● **YOUR GOAL**: Copy the rows from the beginning through the line containing "(1221, 255)", substituting "mark" for every "annotate" and leaving everything else unchanged.
* Start *
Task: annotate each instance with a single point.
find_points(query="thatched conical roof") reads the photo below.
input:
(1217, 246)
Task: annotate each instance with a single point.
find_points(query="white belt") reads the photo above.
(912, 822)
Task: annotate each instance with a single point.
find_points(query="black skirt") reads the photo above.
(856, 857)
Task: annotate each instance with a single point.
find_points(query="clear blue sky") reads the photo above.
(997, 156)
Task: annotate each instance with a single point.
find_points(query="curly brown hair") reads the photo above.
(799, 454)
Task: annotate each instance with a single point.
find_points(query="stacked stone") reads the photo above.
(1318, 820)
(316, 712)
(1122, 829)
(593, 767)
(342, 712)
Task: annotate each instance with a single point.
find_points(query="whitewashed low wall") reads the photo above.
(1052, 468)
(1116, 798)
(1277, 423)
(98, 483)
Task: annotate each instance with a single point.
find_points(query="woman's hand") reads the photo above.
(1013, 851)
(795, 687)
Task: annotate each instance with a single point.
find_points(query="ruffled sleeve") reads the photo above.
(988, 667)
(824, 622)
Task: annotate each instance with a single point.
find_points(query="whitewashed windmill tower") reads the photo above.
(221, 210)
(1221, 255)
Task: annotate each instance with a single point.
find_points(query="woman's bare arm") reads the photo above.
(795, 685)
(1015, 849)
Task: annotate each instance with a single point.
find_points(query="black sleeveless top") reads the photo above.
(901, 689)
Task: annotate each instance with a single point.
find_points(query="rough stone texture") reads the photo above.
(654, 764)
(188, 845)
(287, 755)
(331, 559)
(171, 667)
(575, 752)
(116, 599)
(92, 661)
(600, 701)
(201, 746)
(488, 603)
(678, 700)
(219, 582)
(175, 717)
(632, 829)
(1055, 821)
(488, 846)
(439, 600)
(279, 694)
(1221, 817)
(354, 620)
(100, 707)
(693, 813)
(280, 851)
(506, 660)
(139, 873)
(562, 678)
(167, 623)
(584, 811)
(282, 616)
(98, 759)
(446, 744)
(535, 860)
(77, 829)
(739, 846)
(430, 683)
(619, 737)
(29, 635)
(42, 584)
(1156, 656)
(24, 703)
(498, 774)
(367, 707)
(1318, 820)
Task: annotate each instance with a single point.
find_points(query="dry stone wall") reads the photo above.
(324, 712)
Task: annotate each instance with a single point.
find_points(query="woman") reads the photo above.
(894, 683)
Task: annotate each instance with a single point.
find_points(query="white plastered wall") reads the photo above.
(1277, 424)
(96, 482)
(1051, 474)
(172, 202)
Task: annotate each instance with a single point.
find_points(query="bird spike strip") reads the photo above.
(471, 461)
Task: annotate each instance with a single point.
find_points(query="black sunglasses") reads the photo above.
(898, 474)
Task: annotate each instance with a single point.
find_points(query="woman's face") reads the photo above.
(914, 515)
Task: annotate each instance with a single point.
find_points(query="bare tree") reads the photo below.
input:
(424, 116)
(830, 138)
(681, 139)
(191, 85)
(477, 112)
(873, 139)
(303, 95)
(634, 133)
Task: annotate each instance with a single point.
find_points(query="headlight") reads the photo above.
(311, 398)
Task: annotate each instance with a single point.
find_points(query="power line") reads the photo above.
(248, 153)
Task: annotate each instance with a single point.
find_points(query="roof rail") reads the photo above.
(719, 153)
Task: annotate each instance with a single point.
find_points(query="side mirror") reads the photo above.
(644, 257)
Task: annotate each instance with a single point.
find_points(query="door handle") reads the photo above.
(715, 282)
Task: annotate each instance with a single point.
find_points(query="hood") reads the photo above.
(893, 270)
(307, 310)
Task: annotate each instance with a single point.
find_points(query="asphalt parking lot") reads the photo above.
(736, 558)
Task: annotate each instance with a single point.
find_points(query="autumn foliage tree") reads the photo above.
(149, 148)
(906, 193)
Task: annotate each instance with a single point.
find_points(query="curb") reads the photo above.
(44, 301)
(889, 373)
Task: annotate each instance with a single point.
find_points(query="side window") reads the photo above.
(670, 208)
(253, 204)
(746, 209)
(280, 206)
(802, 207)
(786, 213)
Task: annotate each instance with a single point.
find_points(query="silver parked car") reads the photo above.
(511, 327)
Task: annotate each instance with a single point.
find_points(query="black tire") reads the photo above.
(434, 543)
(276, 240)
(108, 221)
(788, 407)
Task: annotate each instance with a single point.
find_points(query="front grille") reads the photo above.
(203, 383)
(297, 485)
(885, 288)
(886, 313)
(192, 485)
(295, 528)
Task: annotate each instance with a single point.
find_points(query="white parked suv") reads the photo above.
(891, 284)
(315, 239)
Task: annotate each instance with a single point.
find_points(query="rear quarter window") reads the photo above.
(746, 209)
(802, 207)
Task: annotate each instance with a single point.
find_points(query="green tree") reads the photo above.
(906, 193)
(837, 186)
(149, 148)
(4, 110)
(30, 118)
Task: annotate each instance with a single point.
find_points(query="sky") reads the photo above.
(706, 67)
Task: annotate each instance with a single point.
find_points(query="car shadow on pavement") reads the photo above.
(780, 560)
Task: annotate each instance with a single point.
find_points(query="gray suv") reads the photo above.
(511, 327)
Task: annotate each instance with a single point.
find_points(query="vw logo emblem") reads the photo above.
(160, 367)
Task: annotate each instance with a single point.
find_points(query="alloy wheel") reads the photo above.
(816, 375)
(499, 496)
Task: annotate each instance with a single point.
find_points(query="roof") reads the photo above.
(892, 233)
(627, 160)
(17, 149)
* End *
● **CORRECT OUTPUT**:
Task: mark each instance with a single point.
find_points(query="thatched conical roof") reads the photo below.
input:
(1217, 246)
Task: mark each instance with a single point.
find_points(query="white belt") reads the photo above.
(912, 822)
Task: mark each instance with a single point.
find_points(query="black skirt") reads the photo above.
(856, 857)
Task: mark each instance with a single point.
find_points(query="clear blue sky") reads the photo above.
(997, 156)
Task: mark each instance with a single point.
find_points(query="curly brown hair") reads the photo above.
(799, 454)
Task: mark each instance with a single point.
find_points(query="stacked stone") reads the photo above.
(1318, 820)
(316, 712)
(1122, 829)
(593, 767)
(342, 712)
Task: mark each instance with a single point.
find_points(query="whitewashed low wall") reads the photo above.
(1052, 468)
(1116, 798)
(1277, 423)
(98, 483)
Task: mark each instance with a single point.
find_points(query="woman's hand") reads the photo above.
(1013, 851)
(795, 687)
Task: mark each instance with a single point.
find_points(query="ruffled sleeve") reads the photo above.
(988, 667)
(824, 622)
Task: mark each instance with a single point.
find_points(query="whitewashed windmill tower") reads the photo above.
(221, 210)
(1221, 255)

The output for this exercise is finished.